- _Directions for this task_
From the line below that contains "Where can the brown" to the line that contains "Where can the man in red", repeat every line exactly, both ends included, and nothing else.

- _Data for review_
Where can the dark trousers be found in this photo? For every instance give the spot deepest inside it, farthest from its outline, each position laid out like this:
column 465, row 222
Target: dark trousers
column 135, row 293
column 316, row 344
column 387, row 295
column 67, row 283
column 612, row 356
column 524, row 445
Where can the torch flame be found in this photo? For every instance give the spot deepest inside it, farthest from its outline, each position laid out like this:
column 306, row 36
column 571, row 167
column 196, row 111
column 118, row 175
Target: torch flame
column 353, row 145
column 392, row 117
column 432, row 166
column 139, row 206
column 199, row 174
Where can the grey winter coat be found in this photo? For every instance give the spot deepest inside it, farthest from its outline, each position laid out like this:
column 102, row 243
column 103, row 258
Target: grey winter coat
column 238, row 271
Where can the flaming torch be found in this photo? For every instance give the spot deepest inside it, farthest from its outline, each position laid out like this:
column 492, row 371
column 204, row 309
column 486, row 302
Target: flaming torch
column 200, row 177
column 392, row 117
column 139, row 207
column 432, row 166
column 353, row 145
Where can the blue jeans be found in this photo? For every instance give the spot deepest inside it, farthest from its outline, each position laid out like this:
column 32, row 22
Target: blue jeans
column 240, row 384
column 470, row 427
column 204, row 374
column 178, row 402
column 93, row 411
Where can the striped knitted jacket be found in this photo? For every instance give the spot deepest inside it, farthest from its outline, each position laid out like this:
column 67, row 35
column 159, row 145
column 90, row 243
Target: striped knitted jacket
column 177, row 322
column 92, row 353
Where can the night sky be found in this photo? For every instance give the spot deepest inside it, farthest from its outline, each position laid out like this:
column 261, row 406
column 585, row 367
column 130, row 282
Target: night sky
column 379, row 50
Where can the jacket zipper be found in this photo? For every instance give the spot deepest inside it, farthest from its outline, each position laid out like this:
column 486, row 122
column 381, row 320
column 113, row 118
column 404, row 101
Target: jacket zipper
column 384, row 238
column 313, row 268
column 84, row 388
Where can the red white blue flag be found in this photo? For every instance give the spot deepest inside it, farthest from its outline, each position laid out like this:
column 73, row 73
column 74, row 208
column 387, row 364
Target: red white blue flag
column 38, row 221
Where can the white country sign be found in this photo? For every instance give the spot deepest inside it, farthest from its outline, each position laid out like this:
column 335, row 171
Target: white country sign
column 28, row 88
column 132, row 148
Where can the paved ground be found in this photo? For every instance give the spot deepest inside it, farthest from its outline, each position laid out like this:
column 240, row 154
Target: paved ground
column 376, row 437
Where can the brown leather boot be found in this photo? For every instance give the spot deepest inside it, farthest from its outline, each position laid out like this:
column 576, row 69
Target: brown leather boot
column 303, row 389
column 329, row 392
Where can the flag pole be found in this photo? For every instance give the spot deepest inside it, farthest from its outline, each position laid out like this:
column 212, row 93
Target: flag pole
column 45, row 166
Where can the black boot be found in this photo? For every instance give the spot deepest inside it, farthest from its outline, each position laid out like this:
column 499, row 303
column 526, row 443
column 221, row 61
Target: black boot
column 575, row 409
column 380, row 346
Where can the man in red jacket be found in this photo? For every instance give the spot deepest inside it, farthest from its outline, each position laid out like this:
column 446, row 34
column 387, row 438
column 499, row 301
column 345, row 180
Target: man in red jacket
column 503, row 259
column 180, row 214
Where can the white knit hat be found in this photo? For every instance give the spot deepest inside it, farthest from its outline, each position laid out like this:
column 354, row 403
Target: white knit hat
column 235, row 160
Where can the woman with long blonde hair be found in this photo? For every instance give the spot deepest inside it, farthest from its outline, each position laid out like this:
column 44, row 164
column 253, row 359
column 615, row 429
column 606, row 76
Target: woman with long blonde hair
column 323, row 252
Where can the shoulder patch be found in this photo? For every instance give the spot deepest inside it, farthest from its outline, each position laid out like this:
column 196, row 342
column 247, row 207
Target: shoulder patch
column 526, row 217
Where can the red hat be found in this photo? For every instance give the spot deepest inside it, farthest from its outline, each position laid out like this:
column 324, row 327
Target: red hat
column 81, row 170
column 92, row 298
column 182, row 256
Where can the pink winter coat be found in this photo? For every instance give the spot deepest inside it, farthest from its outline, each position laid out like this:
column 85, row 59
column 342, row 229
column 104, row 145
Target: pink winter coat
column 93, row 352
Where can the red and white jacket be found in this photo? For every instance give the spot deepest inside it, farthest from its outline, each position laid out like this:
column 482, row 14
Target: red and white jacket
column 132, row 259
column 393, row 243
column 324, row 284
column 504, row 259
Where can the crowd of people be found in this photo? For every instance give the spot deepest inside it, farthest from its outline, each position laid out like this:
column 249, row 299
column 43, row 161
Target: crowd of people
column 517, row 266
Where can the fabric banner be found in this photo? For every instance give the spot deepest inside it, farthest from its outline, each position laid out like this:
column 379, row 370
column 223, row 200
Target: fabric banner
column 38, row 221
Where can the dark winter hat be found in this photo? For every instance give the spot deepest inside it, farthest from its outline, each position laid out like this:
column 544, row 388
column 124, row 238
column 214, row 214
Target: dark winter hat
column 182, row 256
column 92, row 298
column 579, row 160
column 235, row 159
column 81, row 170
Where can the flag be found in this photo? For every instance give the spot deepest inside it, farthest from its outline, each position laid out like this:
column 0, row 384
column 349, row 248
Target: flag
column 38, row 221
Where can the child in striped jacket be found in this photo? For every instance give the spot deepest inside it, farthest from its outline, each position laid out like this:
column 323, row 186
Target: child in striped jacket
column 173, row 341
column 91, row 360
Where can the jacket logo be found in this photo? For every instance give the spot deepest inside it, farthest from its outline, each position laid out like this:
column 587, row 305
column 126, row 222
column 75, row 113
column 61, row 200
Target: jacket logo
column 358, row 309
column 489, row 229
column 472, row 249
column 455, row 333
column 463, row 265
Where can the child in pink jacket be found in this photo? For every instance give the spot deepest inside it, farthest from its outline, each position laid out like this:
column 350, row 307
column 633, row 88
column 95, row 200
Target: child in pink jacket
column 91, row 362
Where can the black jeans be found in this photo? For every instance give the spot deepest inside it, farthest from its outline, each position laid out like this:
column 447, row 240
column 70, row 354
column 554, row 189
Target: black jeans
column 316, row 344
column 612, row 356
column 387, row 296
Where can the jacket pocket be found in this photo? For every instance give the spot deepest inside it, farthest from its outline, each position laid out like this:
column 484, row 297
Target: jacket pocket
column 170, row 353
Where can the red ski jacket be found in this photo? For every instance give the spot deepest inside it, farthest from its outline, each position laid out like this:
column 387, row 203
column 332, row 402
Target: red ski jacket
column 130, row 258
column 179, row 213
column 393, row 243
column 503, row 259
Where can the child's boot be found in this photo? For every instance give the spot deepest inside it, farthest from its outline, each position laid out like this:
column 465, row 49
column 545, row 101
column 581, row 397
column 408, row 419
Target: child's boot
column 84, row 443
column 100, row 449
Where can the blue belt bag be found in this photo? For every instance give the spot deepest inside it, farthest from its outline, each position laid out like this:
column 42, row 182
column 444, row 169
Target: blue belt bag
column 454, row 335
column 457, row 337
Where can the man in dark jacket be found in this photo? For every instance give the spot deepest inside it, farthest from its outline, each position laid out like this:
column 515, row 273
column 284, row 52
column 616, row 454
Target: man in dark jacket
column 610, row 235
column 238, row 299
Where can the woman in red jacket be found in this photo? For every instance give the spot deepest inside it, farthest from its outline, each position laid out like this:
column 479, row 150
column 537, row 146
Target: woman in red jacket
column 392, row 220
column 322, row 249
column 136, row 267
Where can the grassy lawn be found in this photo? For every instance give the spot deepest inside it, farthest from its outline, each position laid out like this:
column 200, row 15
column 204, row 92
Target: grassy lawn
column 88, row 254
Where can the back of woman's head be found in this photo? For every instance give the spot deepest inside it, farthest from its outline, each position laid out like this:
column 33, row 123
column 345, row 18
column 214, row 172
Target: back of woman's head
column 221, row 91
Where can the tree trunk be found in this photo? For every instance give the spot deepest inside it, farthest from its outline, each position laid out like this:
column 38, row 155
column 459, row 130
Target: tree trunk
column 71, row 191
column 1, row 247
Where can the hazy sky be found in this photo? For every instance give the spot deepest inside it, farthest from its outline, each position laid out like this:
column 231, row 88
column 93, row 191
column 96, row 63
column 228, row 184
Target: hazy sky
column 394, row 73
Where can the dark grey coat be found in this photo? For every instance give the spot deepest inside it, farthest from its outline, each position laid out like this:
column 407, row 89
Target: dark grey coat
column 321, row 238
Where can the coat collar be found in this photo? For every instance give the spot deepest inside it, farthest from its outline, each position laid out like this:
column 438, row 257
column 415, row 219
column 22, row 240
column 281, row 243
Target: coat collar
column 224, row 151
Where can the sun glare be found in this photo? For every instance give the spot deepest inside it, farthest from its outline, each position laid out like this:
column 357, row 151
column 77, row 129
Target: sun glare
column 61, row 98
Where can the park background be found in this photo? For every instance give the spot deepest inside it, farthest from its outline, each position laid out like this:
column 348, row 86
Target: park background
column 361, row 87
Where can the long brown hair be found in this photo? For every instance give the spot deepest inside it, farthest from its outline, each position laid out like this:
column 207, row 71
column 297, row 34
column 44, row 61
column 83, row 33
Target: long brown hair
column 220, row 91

* * *

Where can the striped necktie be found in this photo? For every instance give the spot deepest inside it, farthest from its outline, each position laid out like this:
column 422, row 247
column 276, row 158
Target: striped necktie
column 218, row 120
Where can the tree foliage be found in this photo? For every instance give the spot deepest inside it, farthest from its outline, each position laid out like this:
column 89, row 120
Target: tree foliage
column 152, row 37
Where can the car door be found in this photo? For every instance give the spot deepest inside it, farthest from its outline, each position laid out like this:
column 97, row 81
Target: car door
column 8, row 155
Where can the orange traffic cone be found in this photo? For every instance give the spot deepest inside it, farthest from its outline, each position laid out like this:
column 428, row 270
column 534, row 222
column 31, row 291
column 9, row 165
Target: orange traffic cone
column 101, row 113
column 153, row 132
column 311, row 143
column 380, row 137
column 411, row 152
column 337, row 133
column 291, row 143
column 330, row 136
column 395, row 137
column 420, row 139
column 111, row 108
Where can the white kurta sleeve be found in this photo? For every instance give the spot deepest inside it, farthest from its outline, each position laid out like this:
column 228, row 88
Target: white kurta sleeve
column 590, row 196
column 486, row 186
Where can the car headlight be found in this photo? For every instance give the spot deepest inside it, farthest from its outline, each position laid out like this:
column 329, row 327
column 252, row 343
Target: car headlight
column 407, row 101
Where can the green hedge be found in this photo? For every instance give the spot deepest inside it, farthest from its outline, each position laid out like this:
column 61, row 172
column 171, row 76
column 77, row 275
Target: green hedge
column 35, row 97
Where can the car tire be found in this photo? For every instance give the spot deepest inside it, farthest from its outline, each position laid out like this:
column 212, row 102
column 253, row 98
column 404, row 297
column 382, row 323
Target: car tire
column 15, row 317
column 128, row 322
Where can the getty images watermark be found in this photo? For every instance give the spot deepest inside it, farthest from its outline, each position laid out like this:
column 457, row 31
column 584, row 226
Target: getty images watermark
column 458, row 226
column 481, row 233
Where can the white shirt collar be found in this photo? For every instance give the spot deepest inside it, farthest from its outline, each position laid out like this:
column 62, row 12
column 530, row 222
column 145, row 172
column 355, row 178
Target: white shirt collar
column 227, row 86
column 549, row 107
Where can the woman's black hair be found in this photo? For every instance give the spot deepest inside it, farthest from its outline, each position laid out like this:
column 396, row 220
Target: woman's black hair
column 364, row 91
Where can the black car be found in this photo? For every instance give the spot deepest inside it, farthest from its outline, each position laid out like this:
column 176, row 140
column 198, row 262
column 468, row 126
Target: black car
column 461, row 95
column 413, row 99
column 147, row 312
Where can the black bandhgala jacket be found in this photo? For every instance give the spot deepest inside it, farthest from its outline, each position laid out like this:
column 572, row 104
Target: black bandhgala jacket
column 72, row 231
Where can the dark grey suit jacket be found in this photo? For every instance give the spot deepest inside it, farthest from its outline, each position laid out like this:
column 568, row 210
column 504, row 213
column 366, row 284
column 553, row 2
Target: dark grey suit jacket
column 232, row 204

- _Exercise response_
Where can the brown leather boot be found in this photo? For every instance give the spot deepest inside it, farthest from its outline, each position laid out like this:
column 576, row 69
Target: brown leather boot
column 303, row 389
column 329, row 392
Where can the flag pole be found in this photo? For every instance give the spot deepest inside it, farthest from its outline, each position laid out like this:
column 212, row 93
Target: flag pole
column 45, row 166
Where can the black boot be found in this photo? For every instance give the spot deepest inside it, farthest from its outline, each position laid out like this:
column 499, row 303
column 526, row 443
column 221, row 61
Target: black boot
column 575, row 409
column 380, row 346
Where can the man in red jacket be found in this photo? For every instance give the spot deepest inside it, farthest from its outline, each position laid out like this:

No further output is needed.